======== PROVIDED TEXT

Pipeline Infrastructure

How the PSI data pipeline runs: server, schedulers, databases, and data flow.


Server

All pipeline jobs run on PS-PROXY.AD.PTIHOME.com (Windows Server), which hosts:

  • GitHub Actions self-hosted runner — labeled [self-hosted, ps-proxy], executes workflow .yml files from psi-data-pipeline repo
  • Prefect Server — local OSS instance at http://ps-proxy:4200, with a psi-pipeline work pool
  • PSI.UniData.API — Windows service providing REST access to AFTEC/UniData (see UniData API)

Runner requirements:

  • Python 3.12 (installed via actions/setup-python@v5)
  • Network access to DFS shares (\\ad.ptihome.com\DFS\*), MRP-PROD (UniData), and Azure SQL
  • Azure AD service principal credentials (stored in GitHub secrets and system env vars)
  • Playwright + Chromium (for Rockwell lifecycle scraper fallback)

Two Schedulers (Dual-Fire Issue)

Both GitHub Actions and Prefect are active and scheduling the same jobs. This is a known issue — 6 jobs currently fire from both schedulers at the same UTC times.

GitHub Actions (Primary — 10 workflows)

Source: psi-data-pipeline/.github/workflows/*.yml

All workflows use shell: powershell on the [self-hosted, ps-proxy] runner.

WorkflowSchedule (UTC)Tables
sync-aftec-raw.yml0 6 * * * (daily)31 raw AFTEC tables
nightly-data-build.yml0 6 30 * * * (daily)17 analytics tables
sync-bom-data.yml0 8 * * 1-5 (weekdays)bom_parts
sync-kg-data.yml0 7 * * * (daily)kg_* tables
sync-prims.yml0 5 * * 1-5 (weekdays)prims_installations
sync-dept-schedules.yml0 14 * * 1-5 (weekdays)dept_schedules, floor_space
sync-rockwell.yml0 10 * * 1 (Mondays)component_lifecycle, project_components
sync-product-taxonomy.yml0 7 * * 1 (Mondays)product_classes, product_catalog
enrich-dell-warranty.yml0 12 * * 6 (Saturdays)dell_warranty
setup-env-vars.ymlManual only(system config)

Prefect (6 deployments — same scripts, same schedules)

Dashboard: http://ps-proxy:4200/dashboard Work pool: psi-pipeline Registration script: psi-data-pipeline/prefect_deployments.py

DeploymentSchedule (UTC)Also in GH Actions?
sync-aftec-raw0 6 * * *Yes — identical
sync-bom-data0 8 * * 1-5Yes — identical
sync-prims0 5 * * 1-5Yes — identical
sync-dept-schedules0 14 * * 1-5Yes — identical
sync-product-taxonomy0 7 * * 1Yes — identical
enrich-dell-warranty0 12 * * 6Yes — identical

Not in Prefect: nightly-data-build, sync-rockwell (Component Lifecycle), sync-kg-data, setup-env-vars.

================

▶ WHAT YOU WILL DO
In the pipeline infrastructure page, change "Chromium" to "Firefox" and give the passage from "All pipeline jobs" to "lifecycle scraper fallback)" with that change.

======== DATASET ENTRIES

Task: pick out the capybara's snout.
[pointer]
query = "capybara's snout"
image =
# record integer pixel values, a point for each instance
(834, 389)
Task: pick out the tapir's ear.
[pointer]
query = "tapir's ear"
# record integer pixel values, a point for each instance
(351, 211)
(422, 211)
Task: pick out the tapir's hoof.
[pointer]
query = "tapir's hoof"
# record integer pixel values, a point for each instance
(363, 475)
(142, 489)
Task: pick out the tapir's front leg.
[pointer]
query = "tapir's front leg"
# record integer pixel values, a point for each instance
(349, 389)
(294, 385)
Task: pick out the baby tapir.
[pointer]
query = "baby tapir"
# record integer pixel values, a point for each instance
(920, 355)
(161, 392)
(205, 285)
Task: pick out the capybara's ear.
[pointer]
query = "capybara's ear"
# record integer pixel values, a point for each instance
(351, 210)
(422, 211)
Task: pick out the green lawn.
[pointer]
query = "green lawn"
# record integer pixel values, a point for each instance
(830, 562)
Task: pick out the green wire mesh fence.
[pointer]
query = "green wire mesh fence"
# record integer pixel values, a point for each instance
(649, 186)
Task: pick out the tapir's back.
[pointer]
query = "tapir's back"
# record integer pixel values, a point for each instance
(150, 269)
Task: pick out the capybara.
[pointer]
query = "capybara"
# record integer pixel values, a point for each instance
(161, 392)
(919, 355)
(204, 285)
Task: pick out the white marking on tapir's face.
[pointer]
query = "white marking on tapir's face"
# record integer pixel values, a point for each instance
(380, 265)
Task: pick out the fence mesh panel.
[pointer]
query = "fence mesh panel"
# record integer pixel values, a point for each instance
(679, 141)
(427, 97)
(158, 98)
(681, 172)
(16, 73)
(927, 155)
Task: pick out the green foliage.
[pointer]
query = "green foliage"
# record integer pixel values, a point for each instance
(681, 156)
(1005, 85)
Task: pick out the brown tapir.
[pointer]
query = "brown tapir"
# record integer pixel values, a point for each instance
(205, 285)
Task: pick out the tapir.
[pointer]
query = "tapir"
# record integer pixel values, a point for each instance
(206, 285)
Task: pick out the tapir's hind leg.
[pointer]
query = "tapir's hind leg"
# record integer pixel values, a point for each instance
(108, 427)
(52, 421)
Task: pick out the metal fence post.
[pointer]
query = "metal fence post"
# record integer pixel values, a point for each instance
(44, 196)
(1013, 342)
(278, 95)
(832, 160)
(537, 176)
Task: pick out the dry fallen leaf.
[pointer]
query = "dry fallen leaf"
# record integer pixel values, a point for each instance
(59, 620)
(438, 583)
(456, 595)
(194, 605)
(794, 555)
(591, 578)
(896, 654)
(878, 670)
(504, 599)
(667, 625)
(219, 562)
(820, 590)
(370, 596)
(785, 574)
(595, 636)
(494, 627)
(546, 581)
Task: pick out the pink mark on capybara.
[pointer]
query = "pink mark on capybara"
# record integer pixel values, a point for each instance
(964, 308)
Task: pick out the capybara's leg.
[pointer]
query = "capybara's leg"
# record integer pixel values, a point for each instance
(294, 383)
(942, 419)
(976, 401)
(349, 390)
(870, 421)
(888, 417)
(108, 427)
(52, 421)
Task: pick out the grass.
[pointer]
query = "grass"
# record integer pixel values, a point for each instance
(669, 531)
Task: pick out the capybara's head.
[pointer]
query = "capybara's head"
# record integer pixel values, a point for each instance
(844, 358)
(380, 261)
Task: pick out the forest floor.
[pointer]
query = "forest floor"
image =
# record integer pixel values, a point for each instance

================
======== DATASET ENTRIES

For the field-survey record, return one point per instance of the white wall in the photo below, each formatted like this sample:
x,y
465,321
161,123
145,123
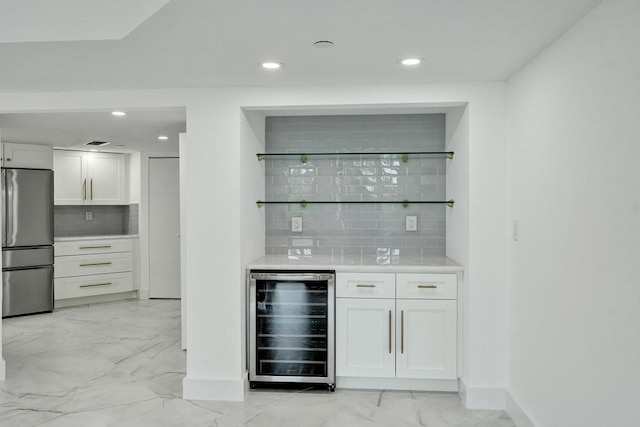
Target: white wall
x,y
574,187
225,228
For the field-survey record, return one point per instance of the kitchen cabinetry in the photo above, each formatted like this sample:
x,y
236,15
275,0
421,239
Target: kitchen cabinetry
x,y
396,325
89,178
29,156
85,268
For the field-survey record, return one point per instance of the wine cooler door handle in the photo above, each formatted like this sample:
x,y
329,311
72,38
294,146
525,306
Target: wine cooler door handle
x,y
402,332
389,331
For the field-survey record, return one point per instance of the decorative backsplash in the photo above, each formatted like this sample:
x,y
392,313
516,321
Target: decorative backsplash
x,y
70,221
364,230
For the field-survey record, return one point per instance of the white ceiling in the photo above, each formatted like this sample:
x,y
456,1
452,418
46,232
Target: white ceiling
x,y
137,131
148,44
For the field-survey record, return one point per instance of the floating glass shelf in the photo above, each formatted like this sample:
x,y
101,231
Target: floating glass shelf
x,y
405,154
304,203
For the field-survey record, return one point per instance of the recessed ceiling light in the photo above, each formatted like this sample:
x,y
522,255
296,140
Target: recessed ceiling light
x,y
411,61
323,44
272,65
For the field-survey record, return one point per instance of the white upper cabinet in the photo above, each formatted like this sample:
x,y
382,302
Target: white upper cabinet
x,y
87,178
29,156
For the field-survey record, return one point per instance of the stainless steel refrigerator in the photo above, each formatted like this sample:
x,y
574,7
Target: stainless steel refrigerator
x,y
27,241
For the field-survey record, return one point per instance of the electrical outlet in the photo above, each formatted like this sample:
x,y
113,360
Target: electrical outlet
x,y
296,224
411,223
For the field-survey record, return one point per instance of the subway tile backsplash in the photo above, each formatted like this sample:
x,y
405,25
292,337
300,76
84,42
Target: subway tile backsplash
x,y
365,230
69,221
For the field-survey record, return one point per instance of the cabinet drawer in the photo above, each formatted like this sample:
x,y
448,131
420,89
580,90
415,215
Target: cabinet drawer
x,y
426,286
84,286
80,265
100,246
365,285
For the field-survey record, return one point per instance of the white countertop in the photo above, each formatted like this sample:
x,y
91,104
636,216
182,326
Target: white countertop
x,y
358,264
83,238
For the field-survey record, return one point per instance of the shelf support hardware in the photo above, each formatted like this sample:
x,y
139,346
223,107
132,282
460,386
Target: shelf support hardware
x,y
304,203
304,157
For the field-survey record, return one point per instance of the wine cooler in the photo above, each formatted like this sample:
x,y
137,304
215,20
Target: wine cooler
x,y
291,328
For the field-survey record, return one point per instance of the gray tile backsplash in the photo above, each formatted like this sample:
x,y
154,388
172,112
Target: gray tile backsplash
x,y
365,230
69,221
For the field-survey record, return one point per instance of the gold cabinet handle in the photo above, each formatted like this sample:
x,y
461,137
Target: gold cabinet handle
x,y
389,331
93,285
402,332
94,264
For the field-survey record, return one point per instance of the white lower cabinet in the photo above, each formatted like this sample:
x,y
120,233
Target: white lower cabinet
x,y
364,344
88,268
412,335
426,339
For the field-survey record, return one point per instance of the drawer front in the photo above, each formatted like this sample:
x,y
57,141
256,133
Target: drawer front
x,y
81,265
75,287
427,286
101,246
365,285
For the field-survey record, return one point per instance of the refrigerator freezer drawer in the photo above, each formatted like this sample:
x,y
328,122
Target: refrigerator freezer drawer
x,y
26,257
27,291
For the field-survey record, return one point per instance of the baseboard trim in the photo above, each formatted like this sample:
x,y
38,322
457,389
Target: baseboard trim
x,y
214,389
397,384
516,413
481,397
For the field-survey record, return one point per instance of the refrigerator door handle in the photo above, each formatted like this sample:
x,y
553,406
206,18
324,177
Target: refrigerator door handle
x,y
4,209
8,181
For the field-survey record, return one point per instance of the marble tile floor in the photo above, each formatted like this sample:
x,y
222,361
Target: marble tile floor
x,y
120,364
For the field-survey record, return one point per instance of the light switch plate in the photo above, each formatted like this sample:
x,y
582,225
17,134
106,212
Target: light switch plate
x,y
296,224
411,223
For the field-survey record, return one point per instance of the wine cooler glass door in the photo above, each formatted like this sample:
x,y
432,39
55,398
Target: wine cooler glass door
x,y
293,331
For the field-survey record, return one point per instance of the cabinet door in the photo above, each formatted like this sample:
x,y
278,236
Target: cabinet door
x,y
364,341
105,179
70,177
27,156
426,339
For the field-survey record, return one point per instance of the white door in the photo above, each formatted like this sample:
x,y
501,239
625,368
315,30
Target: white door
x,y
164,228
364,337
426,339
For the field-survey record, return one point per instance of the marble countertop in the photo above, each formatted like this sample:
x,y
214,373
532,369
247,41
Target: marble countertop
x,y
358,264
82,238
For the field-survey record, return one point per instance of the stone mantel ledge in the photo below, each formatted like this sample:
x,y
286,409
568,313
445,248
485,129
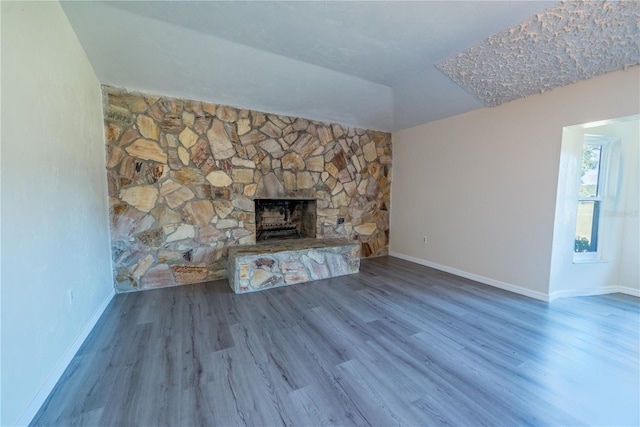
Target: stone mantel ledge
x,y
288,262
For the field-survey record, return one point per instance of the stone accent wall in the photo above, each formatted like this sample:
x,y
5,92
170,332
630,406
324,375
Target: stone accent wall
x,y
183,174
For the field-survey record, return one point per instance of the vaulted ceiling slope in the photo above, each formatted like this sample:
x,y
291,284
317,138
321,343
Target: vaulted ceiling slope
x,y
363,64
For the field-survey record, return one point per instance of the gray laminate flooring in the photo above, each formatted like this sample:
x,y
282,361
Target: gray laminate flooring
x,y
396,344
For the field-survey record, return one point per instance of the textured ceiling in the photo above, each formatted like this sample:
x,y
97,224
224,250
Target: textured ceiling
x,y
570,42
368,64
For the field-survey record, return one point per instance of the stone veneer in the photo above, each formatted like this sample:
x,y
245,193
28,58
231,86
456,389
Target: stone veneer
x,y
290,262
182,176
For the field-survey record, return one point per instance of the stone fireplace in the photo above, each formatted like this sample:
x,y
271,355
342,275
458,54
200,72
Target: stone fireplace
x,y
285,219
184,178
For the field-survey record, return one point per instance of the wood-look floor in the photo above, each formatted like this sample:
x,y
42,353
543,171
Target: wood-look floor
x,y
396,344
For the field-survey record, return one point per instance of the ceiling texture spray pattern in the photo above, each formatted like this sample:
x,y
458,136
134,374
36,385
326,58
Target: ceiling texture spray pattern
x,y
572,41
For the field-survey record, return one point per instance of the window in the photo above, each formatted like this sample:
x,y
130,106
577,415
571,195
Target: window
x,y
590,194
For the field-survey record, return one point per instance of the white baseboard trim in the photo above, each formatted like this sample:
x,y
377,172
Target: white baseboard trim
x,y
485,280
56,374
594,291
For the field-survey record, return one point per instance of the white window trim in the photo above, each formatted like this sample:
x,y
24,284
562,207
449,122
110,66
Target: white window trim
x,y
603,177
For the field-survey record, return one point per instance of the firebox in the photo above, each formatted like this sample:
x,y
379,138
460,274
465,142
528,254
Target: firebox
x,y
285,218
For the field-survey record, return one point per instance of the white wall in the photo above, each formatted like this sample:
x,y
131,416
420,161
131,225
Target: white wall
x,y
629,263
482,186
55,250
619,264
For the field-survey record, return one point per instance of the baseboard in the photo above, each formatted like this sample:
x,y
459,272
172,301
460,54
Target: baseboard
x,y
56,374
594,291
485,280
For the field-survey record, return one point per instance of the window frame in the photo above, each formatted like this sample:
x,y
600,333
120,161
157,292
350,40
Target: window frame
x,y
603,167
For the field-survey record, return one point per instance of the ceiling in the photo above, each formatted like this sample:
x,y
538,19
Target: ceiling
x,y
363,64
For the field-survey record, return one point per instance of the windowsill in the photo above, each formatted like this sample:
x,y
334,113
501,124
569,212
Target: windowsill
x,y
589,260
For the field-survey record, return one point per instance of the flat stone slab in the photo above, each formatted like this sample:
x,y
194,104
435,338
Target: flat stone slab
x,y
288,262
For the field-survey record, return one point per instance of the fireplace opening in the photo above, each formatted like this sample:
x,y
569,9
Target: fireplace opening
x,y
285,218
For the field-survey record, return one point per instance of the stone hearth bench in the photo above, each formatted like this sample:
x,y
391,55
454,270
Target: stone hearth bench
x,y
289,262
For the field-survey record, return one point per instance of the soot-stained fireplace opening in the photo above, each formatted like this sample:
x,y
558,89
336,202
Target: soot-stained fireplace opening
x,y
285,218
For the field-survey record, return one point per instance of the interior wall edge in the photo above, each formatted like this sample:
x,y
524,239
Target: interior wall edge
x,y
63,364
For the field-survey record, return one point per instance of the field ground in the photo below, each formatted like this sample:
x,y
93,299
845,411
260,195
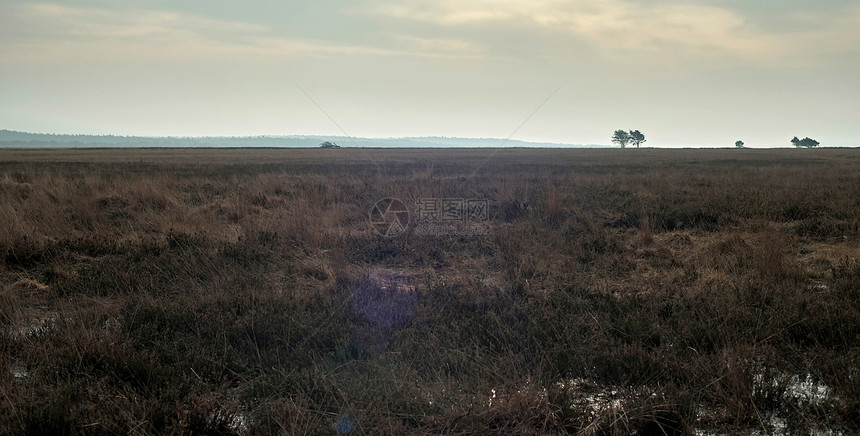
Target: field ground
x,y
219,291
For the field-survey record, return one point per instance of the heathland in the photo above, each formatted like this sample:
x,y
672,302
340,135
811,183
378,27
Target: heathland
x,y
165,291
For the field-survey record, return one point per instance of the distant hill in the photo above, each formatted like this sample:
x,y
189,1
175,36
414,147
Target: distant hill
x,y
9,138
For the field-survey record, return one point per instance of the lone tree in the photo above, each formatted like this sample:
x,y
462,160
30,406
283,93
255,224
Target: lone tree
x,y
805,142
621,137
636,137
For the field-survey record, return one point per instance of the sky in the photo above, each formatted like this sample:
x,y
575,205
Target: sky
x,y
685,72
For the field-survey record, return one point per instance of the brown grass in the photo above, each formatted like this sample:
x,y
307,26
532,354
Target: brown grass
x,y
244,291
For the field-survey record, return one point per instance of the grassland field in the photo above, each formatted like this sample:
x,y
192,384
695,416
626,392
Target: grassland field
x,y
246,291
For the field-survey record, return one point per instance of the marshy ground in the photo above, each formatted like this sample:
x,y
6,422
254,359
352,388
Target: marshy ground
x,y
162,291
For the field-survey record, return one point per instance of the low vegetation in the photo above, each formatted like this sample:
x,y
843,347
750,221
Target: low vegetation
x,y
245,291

================

▶ SOLVED PROBLEM
All pipeline jobs run on PS-PROXY.AD.PTIHOME.com (Windows Server), which hosts:

  • GitHub Actions self-hosted runner — labeled [self-hosted, ps-proxy], executes workflow .yml files from psi-data-pipeline repo
  • Prefect Server — local OSS instance at http://ps-proxy:4200, with a psi-pipeline work pool
  • PSI.UniData.API — Windows service providing REST access to AFTEC/UniData (see UniData API)

Runner requirements:

  • Python 3.12 (installed via actions/setup-python@v5)
  • Network access to DFS shares (\\ad.ptihome.com\DFS\*), MRP-PROD (UniData), and Azure SQL
  • Azure AD service principal credentials (stored in GitHub secrets and system env vars)
  • Playwright + Firefox (for Rockwell lifecycle scraper fallback)